───── Dataset entries ─────

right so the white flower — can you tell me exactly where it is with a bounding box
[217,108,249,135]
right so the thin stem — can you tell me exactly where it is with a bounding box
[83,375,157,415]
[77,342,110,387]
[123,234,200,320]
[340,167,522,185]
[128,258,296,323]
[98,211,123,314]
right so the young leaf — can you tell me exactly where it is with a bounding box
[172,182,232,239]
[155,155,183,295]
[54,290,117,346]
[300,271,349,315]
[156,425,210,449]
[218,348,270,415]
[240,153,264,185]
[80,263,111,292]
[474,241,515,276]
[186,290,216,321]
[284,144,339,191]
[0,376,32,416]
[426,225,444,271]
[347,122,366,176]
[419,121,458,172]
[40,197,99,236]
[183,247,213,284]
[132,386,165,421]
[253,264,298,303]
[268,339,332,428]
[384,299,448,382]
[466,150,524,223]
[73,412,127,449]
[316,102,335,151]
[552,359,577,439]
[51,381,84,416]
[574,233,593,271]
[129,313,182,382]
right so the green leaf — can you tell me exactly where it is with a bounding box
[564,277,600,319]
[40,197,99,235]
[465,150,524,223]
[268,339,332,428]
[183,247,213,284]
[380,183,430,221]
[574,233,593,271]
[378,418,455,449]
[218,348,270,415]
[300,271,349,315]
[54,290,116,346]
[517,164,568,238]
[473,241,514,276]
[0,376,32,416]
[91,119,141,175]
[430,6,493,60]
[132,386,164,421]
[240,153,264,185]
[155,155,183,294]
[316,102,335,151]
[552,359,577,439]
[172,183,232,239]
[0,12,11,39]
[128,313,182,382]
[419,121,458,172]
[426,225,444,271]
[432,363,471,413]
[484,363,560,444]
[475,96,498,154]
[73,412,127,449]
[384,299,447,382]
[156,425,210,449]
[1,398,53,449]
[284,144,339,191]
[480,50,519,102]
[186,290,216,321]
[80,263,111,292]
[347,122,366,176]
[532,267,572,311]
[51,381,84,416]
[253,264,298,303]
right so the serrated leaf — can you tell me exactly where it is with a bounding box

─────

- _The problem_: The answer should reproduce all of the data without any alteration.

- _Your solution_:
right so the white flower — can you tell me exactly where it is with a bounding box
[217,108,249,135]
right so the thin stem — can you tell me exactly where it is with a bounding box
[83,375,157,415]
[77,342,110,387]
[123,234,200,320]
[340,167,522,185]
[128,258,296,323]
[98,211,123,314]
right so the young leaf — can you tell me exactly where it is with a bounding box
[172,182,232,239]
[155,155,183,295]
[54,290,117,346]
[300,271,349,315]
[156,425,210,449]
[218,348,270,415]
[240,153,264,185]
[80,263,111,292]
[474,241,515,276]
[186,290,216,321]
[284,144,339,191]
[0,376,32,416]
[426,225,444,271]
[347,122,366,176]
[419,121,458,172]
[40,197,99,236]
[183,247,213,284]
[132,386,165,421]
[253,264,298,303]
[268,339,332,428]
[384,299,448,382]
[466,150,524,223]
[73,412,127,449]
[316,102,335,151]
[552,359,577,439]
[51,381,84,416]
[574,233,593,271]
[129,313,182,382]
right so the green leaf — can you tell me exactly where it is with a bounding box
[564,277,600,319]
[40,197,99,235]
[465,150,524,223]
[268,339,332,428]
[183,247,213,284]
[380,183,430,221]
[574,233,593,271]
[378,418,455,449]
[218,348,270,415]
[300,271,349,315]
[54,290,116,346]
[517,164,568,238]
[473,241,514,276]
[0,376,32,416]
[91,119,141,175]
[430,6,493,60]
[132,386,164,421]
[240,153,264,185]
[155,155,183,294]
[316,102,335,151]
[552,359,577,439]
[172,183,232,239]
[0,12,11,39]
[128,313,182,382]
[419,121,458,172]
[426,225,444,271]
[432,363,471,413]
[484,363,560,444]
[475,96,498,154]
[73,412,127,449]
[384,299,447,382]
[156,425,210,449]
[1,398,53,449]
[284,144,339,191]
[480,50,519,102]
[186,290,216,321]
[80,263,111,292]
[347,122,366,176]
[532,267,572,311]
[51,381,84,416]
[253,264,298,303]
right so the serrated leaf — can you tell me exactly where it is with a bounding box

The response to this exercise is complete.